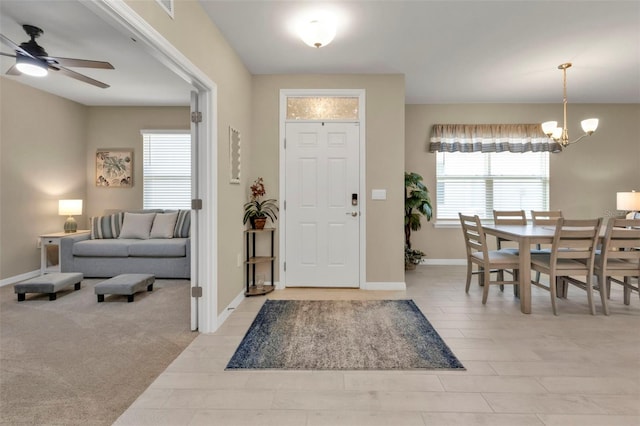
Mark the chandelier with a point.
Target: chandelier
(560, 134)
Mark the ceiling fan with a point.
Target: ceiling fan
(32, 59)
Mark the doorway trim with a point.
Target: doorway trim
(360, 94)
(204, 229)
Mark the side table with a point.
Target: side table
(252, 260)
(50, 250)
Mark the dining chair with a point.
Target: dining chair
(509, 217)
(488, 261)
(572, 254)
(619, 258)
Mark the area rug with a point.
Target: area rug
(342, 335)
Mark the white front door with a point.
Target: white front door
(322, 204)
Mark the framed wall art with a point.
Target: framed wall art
(114, 168)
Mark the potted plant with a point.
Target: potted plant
(257, 210)
(417, 203)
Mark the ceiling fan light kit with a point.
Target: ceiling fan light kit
(31, 66)
(33, 60)
(560, 134)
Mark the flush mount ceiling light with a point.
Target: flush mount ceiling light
(318, 32)
(560, 134)
(31, 66)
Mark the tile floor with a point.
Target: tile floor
(573, 369)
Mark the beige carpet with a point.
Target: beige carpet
(73, 361)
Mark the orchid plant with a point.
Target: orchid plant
(257, 207)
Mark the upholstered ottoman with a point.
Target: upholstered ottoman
(48, 283)
(125, 284)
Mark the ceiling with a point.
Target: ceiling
(449, 51)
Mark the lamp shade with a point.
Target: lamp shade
(70, 207)
(31, 66)
(628, 201)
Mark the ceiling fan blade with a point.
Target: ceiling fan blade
(14, 46)
(81, 63)
(82, 77)
(13, 70)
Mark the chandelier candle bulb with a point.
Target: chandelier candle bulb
(70, 208)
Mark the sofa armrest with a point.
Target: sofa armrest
(66, 250)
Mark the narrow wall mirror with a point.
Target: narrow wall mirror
(234, 155)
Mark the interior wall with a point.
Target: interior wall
(42, 152)
(384, 156)
(119, 127)
(583, 179)
(195, 36)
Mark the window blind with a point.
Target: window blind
(478, 183)
(166, 169)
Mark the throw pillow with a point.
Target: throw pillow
(183, 224)
(103, 227)
(137, 225)
(163, 225)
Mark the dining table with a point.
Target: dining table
(525, 236)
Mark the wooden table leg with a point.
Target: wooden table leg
(525, 275)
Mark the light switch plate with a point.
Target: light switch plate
(378, 194)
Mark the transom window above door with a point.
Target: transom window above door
(323, 108)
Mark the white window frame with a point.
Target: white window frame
(173, 179)
(488, 178)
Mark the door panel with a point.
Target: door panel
(322, 226)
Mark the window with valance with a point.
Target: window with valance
(514, 138)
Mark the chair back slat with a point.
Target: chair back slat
(576, 240)
(621, 243)
(474, 236)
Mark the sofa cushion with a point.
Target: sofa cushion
(137, 225)
(106, 226)
(163, 225)
(183, 224)
(102, 248)
(174, 247)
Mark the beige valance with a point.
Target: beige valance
(490, 138)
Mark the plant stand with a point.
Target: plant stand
(251, 260)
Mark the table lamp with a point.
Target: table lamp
(628, 202)
(70, 208)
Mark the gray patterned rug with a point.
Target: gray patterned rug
(342, 335)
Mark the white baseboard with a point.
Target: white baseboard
(230, 307)
(384, 285)
(444, 262)
(18, 278)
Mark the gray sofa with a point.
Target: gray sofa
(105, 254)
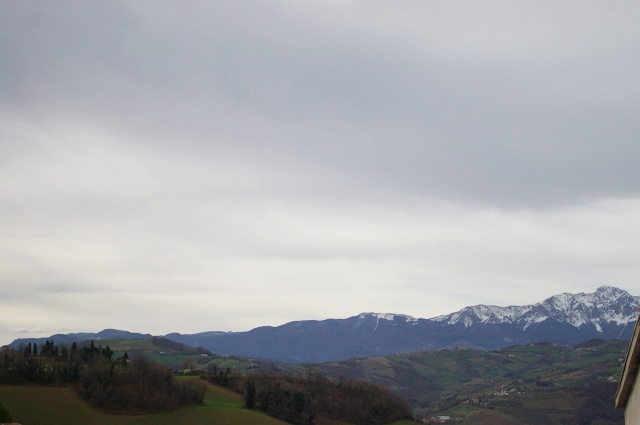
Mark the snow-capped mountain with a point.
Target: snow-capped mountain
(608, 313)
(606, 307)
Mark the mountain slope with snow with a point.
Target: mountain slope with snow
(605, 307)
(608, 313)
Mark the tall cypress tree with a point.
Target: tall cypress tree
(4, 415)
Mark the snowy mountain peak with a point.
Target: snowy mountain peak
(607, 305)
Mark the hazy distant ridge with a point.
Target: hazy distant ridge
(607, 313)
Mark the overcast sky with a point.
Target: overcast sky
(195, 166)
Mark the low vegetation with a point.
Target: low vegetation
(114, 385)
(302, 400)
(535, 384)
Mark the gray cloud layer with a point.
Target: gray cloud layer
(256, 162)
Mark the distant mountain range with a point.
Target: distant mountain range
(608, 313)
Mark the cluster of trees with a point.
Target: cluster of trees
(116, 385)
(302, 400)
(141, 386)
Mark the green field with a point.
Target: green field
(39, 405)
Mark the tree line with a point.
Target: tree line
(301, 400)
(116, 385)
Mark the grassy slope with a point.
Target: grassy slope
(174, 355)
(440, 381)
(38, 405)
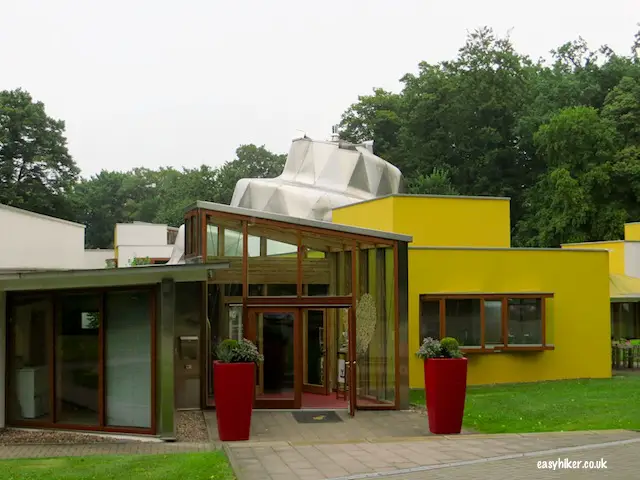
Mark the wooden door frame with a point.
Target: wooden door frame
(307, 387)
(251, 329)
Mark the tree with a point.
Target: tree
(36, 170)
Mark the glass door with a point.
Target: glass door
(314, 336)
(276, 333)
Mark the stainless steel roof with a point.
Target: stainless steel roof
(304, 222)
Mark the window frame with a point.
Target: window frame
(504, 299)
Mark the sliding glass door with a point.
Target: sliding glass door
(83, 360)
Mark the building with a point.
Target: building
(140, 241)
(624, 278)
(39, 241)
(521, 315)
(337, 308)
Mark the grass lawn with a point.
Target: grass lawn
(552, 406)
(191, 466)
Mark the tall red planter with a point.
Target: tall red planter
(445, 381)
(234, 392)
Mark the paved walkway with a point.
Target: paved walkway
(129, 448)
(269, 426)
(418, 457)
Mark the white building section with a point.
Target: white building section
(33, 241)
(143, 241)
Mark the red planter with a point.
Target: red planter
(445, 381)
(234, 392)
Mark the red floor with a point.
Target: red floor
(313, 400)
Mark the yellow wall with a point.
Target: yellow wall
(632, 231)
(615, 249)
(375, 214)
(435, 220)
(578, 318)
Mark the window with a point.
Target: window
(525, 321)
(485, 322)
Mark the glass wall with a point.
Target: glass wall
(375, 327)
(29, 359)
(77, 344)
(128, 359)
(82, 359)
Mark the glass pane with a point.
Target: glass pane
(275, 340)
(314, 351)
(274, 260)
(29, 388)
(375, 328)
(128, 359)
(463, 321)
(77, 360)
(525, 321)
(430, 320)
(212, 241)
(493, 322)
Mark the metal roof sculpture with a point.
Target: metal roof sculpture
(319, 176)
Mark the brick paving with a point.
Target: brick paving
(623, 463)
(130, 448)
(281, 426)
(281, 460)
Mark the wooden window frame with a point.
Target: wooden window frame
(504, 298)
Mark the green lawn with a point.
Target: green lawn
(552, 406)
(187, 466)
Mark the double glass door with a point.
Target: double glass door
(304, 354)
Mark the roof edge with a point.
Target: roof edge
(408, 195)
(297, 221)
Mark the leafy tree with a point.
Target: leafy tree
(36, 171)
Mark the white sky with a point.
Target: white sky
(157, 83)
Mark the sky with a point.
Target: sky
(150, 83)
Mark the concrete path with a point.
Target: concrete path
(421, 457)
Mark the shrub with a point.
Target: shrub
(447, 348)
(234, 351)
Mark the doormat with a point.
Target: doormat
(316, 417)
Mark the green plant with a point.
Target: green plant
(446, 348)
(234, 351)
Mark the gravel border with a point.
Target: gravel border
(191, 426)
(16, 436)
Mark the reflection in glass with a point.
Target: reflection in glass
(77, 346)
(525, 321)
(463, 321)
(375, 328)
(493, 322)
(30, 353)
(430, 320)
(128, 359)
(275, 341)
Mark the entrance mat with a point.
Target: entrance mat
(316, 417)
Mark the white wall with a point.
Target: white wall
(632, 259)
(140, 234)
(128, 253)
(32, 241)
(97, 258)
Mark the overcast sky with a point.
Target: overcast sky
(157, 83)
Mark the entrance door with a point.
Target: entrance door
(276, 332)
(315, 348)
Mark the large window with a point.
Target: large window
(485, 322)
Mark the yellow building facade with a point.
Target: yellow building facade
(520, 315)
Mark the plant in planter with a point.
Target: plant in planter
(235, 376)
(445, 381)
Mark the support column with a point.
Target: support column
(403, 325)
(165, 391)
(3, 357)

····················

# Your instructions
Exact copy, no pictures: reproduce every entry shown above.

# Response box
Mark the chandelier with a point.
Target: chandelier
(560, 134)
Mark the ceiling fan with a point.
Target: ceiling fan
(32, 59)
Mark the doorway trim with a point.
Target: doorway trim
(360, 94)
(204, 229)
Mark the side table with a point.
Target: side table
(252, 260)
(50, 250)
Mark the dining chair with a point.
Target: dining chair
(509, 217)
(488, 261)
(572, 254)
(619, 258)
Mark the area rug with a point.
Target: area rug
(342, 335)
Mark the white front door with a point.
Target: white front door
(322, 204)
Mark the framed wall art with a point.
Target: framed wall art
(114, 168)
Mark the potted plant with a point.
Target: potted plant
(257, 210)
(417, 203)
Mark the ceiling fan light kit with a point.
Target: ceiling fan light kit
(31, 66)
(33, 60)
(560, 134)
Mark the flush mount ceiling light with a point.
Target: flush mount ceiling light
(318, 32)
(560, 134)
(31, 66)
Mark the tile floor with a point.
Target: tile floor
(573, 369)
Mark the beige carpet with a point.
Target: beige carpet
(73, 361)
Mark the orchid plant with a point.
Target: orchid plant
(257, 207)
Mark the upholstered ottoman with a point.
Target: upholstered ottoman
(48, 283)
(125, 284)
Mark the ceiling with a point.
Target: ceiling
(449, 51)
Mark the lamp shade with a point.
Target: lamp shade
(70, 207)
(31, 66)
(628, 201)
Mark the ceiling fan blade with a point.
Target: ceiling fan blade
(14, 46)
(81, 63)
(82, 77)
(13, 70)
Mark the chandelier candle bulb with a point.
Target: chandelier candle bulb
(70, 208)
Mark the sofa armrest with a point.
Target: sofa armrest
(66, 250)
Mark the narrow wall mirror with a point.
Target: narrow wall mirror
(234, 155)
Mark the interior wall with a point.
Target: interior wall
(42, 152)
(384, 156)
(119, 127)
(583, 179)
(195, 36)
Mark the window blind with a point.
Target: window blind
(478, 183)
(166, 169)
Mark the throw pillow with a point.
Target: throw pillow
(183, 224)
(103, 227)
(137, 225)
(163, 225)
Mark the dining table with a point.
Target: dining table
(525, 236)
Mark the wooden table leg with a point.
Target: wooden table leg
(525, 275)
Mark the light switch plate with a point.
Target: light switch plate
(378, 194)
Mark the transom window above door with a point.
Target: transom window above door
(323, 108)
Mark the white window frame with a point.
Target: white window frame
(173, 179)
(488, 178)
Mark the door panel with a point.
Target: door panel
(322, 226)
Mark the window with valance with a point.
Target: window with valance
(514, 138)
Mark the chair back slat with a point.
Target: chair back slat
(576, 240)
(621, 243)
(474, 236)
Mark the sofa cushion with a point.
Target: sofa cushion
(137, 225)
(106, 226)
(163, 225)
(183, 224)
(102, 248)
(174, 247)
Mark the beige valance with a point.
Target: beige valance
(490, 138)
Mark the plant stand with a point.
Target: plant stand
(251, 260)
Mark the table lamp with a point.
Target: table lamp
(628, 202)
(70, 208)
Mark the gray patterned rug with a point.
Target: gray patterned rug
(342, 335)
Mark the white baseboard with a point.
Target: white baseboard
(230, 307)
(384, 285)
(444, 262)
(18, 278)
Mark the gray sofa with a point.
Target: gray sofa
(105, 254)
Mark the snow-capped mountain with a point.
Target: snow-capped mountain
(608, 313)
(606, 307)
Mark the mountain slope with snow with a point.
Target: mountain slope with snow
(605, 307)
(608, 313)
Mark the tall cypress tree with a point.
Target: tall cypress tree
(4, 415)
Mark the snowy mountain peak with a point.
Target: snowy mountain peak
(607, 305)
Mark the hazy distant ridge with a point.
Target: hazy distant ridge
(607, 313)
Mark the overcast sky with a point.
Target: overcast sky
(195, 166)
Mark the low vegetation with a point.
Target: low vegetation
(114, 385)
(302, 400)
(535, 384)
Mark the gray cloud layer with a point.
Target: gray cloud layer
(256, 162)
Mark the distant mountain range with a point.
Target: distant mountain range
(608, 313)
Mark the cluster of trees with a point.
Target: cluster of trees
(116, 385)
(302, 400)
(141, 386)
Mark the green field with a point.
Target: green field
(39, 405)
Mark the tree line with a point.
Target: tree line
(301, 400)
(116, 385)
Mark the grassy slope with a point.
Target: grassy slope
(174, 355)
(440, 381)
(38, 405)
Mark the wooden door frame with a point.
Target: wooden door frame
(307, 387)
(251, 329)
Mark the tree with a point.
Target: tree
(36, 170)
Mark the glass door with a point.
Target: glass door
(314, 336)
(276, 333)
Mark the stainless steel roof with a point.
Target: stainless steel roof
(304, 222)
Mark the window frame with a point.
Target: window frame
(504, 299)
Mark the sliding glass door with a point.
Target: sliding glass door
(83, 360)
Mark the building with a point.
Target: building
(140, 241)
(624, 278)
(39, 241)
(521, 315)
(337, 308)
Mark the grass lawn with a point.
Target: grass lawn
(552, 406)
(191, 466)
Mark the tall red planter with a point.
Target: tall red planter
(445, 381)
(234, 392)
Mark the paved walkway with a point.
Target: paved walkway
(129, 448)
(269, 426)
(418, 457)
Mark the white building section with a point.
Target: white building section
(33, 241)
(143, 241)
Mark the red planter with a point.
Target: red planter
(445, 381)
(234, 392)
Mark the red floor with a point.
Target: red floor
(313, 400)
Mark the yellow wall with a point.
Target: yellow wall
(632, 231)
(615, 249)
(375, 214)
(435, 220)
(578, 318)
Mark the window with a point.
Target: window
(525, 321)
(485, 322)
Mark the glass wall with a point.
Target: glass wall
(375, 327)
(29, 359)
(77, 344)
(128, 359)
(82, 359)
Mark the glass pane with a point.
Target: glass pane
(275, 340)
(314, 351)
(274, 260)
(29, 388)
(375, 328)
(128, 359)
(463, 321)
(77, 360)
(525, 321)
(430, 320)
(212, 241)
(493, 322)
Mark the metal roof sculpture with a point.
Target: metal roof sculpture
(319, 176)
Mark the brick paving with a point.
Target: brick paving
(623, 463)
(130, 448)
(281, 426)
(281, 460)
Mark the wooden window frame with a point.
Target: wooden window frame
(504, 298)
Mark the green lawn with a point.
Target: green lawn
(552, 406)
(187, 466)
Mark the double glass door with a point.
Target: double glass door
(304, 354)
Mark the roof edge with a point.
Target: roof edge
(408, 195)
(297, 221)
Mark the leafy tree with a point.
Target: leafy tree
(36, 171)
Mark the white sky with a point.
Target: white sky
(157, 83)
Mark the sky with a point.
Target: sky
(150, 83)
Mark the concrete path with a point.
Target: concrete path
(421, 457)
Mark the shrub with a point.
Target: shrub
(447, 348)
(234, 351)
Mark the doormat with a point.
Target: doormat
(316, 417)
Mark the green plant with a point.
Target: green plant
(446, 348)
(234, 351)
Mark the gravel border with a point.
Target: gravel border
(191, 426)
(16, 436)
Mark the reflection in glass with a point.
Target: reflection in glass
(77, 346)
(525, 321)
(463, 321)
(375, 328)
(493, 322)
(30, 353)
(430, 320)
(128, 359)
(275, 341)
Mark the entrance mat with a point.
Target: entrance mat
(316, 417)
Mark the white wall with a point.
Target: white wall
(632, 259)
(140, 234)
(128, 253)
(32, 241)
(97, 258)
Mark the overcast sky with a point.
Target: overcast sky
(157, 83)
Mark the entrance door with a point.
Target: entrance door
(276, 332)
(315, 348)
Mark the large window with a point.
Target: large window
(485, 322)
Mark the yellow building facade with a point.
Target: yellow building facade
(520, 315)
Mark the plant in planter with a point.
Target: plant in planter
(235, 376)
(445, 381)
Mark the support column with a point.
Target: support column
(403, 325)
(165, 391)
(3, 357)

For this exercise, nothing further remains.